---------- EXTRACT PROVIDED ----------

NSTAR
- Company type: Subsidiary
- Industry: Utility
- Founded: 1999
- Fate: Merged with Northeast Utilities and rebranded as Eversource Energy
- Headquarters: Westwood, Massachusetts, United States
- Area served: Eastern and Central Massachusetts
- Products: Electricity generation, transmission and distribution; Natural gas distribution
- Parent: Northeast Utilities
- Website: Defunct

= NSTAR (company) =

Former utility company in Massachusetts

NSTAR was a utility company that provided retail electricity and natural gas to 1.4 million customers in eastern and central Massachusetts, including the Boston urban area. NSTAR became a subsidiary of Northeast Utilities in April 2012. In February 2015, Northeast Utilities and all of its operating companies (Western Massachusetts Electric, Public Service New Hampshire, Connecticut Light and Power, Yankee Gas, and NSTAR Gas and Electric) became one large company known as Eversource Energy.

== History ==
NSTAR was formed in 1999 by the merger of BEC Energy and Commonwealth Energy System and had the following operating units: Boston Edison Company, Cambridge Electric Light Company, Commonwealth Electric Company, and NSTAR Gas Company (formerly Commonwealth Gas and Cambridge Gas Company).

As a part of deregulation of the local electrical power industry, NSTAR has divested itself of all electric generation facilities, keeping only those elements of the business which remain regulated. NSTAR sold its interest in the Seabrook Station nuclear power plant to FPL Group in 2002.

On November 16, 2006, the company announced a 7.4% increase in its dividend to an annual rate of USD1.30 per common share from the previous USD1.21.

NSTAR has ownership of unregulated district energy and telecommunications businesses, including Medical Area Total Energy Plant, LLC. which produces electricity, steam and chilled water for sale to customers in the Longwood Medical Area of Boston.

Electric power distribution in the New England area is coordinated by ISO New England, a regional transmission organization.

==Environmental record==
In 2002, NSTAR Electric and Gas Corporation was cited by the Environmental Protection Agency (EPA) for discharging oil into the Charles River. The EPA also stated that NSTAR had failed to prepare spill plans at four of its facilities, in Brighton, Cambridge, Needham, and West Roxbury, where oil is pumped through their pipe lines. In July 2007, NSTAR Electric introduced a new program called NSTAR Green. In May 2008, NSTAR Green signed ten-year contracts for sixty megawatts of wind power from two wind farms in New York and Maine. They offered their customers a chance to buy 50-100 percent of their power from these wind farms. Power purchased through NSTAR Green would reduce reliance on fossil fuels that are traditionally used to meet the region’s electricity demand.

=== PCB spill controversy ===
NSTAR has had its share of environmental mishaps, including nearly a dozen spills at its former Watertown, Massachusetts facility. The spills, most of which occurred during the 1980s, consisted of transformer oil, which contained PCBs in high concentrations (6,200 Parts Per million). These spills have contaminated nearby Sawins and Williams Pond, both of which are downgradient of the NSTAR facility, and possibly flowed into the Charles river, which is downstream of Sawins Pond. Many local activists lobbied for NSTAR to abide by state regulations and spend the $20–40 million required to perform a PCB remediation of the affected lands. By 1997 NSTAR was responsible for nearly 50 hazardous waste sites, and by 2006 all but 5 of these had been cleaned up.

----------

• _TASK BRIEF_
In the NSTAR company text, copy the passage from "NSTAR was a" up to and including "Cambridge Gas Company).", swapping "Northeast Utilities" for "NU". The material that comes next is drawn from a separate source.

---------- RAW DATA ----------

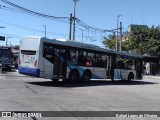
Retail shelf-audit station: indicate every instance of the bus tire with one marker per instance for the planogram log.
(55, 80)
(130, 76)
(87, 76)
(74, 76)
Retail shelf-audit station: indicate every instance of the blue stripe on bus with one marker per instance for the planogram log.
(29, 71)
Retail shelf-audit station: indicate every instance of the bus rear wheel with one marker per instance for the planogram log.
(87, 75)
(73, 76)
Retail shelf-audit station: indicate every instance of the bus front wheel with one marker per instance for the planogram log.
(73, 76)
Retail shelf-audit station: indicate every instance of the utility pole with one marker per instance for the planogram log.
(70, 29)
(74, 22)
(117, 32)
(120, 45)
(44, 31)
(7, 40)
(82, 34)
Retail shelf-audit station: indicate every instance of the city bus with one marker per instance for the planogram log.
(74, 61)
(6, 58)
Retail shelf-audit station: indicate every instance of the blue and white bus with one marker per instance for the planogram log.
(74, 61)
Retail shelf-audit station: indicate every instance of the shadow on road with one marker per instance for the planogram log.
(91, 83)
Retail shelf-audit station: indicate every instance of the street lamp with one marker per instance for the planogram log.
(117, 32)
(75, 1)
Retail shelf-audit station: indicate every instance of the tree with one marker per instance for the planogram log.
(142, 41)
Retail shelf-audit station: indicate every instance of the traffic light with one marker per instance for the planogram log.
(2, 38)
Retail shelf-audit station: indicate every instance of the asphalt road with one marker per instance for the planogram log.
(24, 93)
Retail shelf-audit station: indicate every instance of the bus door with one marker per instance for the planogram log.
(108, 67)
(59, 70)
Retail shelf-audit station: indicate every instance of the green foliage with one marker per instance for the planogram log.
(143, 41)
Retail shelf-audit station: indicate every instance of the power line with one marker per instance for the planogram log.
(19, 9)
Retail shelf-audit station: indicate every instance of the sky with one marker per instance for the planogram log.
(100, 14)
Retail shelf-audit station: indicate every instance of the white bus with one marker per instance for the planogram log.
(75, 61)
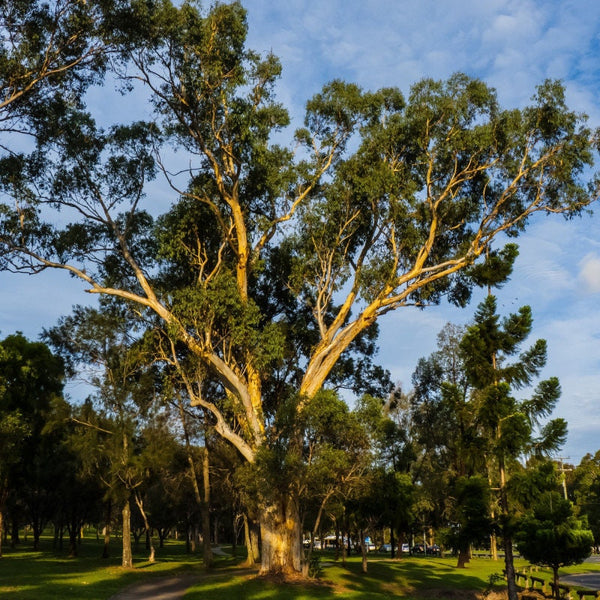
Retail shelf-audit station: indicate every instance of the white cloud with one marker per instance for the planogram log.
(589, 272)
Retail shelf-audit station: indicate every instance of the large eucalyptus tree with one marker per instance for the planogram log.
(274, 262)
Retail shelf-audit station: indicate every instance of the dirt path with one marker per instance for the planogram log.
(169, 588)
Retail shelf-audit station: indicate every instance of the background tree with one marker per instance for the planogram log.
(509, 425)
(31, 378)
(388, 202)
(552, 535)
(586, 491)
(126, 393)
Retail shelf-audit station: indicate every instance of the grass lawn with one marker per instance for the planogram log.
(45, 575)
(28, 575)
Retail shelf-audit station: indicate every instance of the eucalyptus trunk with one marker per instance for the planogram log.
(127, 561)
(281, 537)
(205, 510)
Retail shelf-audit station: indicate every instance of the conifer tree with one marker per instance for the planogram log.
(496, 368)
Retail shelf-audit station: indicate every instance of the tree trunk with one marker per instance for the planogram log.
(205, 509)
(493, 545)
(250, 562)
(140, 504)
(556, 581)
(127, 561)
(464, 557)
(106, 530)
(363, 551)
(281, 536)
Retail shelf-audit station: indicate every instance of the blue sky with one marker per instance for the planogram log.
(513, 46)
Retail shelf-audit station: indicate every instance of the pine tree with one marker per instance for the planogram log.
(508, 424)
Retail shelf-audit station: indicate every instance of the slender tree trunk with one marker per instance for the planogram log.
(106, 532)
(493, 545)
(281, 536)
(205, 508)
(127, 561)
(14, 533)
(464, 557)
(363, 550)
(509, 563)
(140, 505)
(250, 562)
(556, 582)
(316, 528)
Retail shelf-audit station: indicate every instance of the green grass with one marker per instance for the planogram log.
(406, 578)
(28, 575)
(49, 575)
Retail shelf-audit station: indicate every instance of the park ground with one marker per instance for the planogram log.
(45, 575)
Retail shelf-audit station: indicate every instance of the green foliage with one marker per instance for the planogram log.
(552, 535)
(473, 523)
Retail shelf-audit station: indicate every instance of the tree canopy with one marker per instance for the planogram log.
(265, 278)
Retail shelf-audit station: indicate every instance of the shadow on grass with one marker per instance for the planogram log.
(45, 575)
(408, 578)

----------

• _WRITTEN SOLUTION_
NSTAR was a utility company that provided retail electricity and natural gas to 1.4 million customers in eastern and central Massachusetts, including the Boston urban area. NSTAR became a subsidiary of NU in April 2012. In February 2015, NU and all of its operating companies (Western Massachusetts Electric, Public Service New Hampshire, Connecticut Light and Power, Yankee Gas, and NSTAR Gas and Electric) became one large company known as Eversource Energy.

== History ==
NSTAR was formed in 1999 by the merger of BEC Energy and Commonwealth Energy System and had the following operating units: Boston Edison Company, Cambridge Electric Light Company, Commonwealth Electric Company, and NSTAR Gas Company (formerly Commonwealth Gas and Cambridge Gas Company).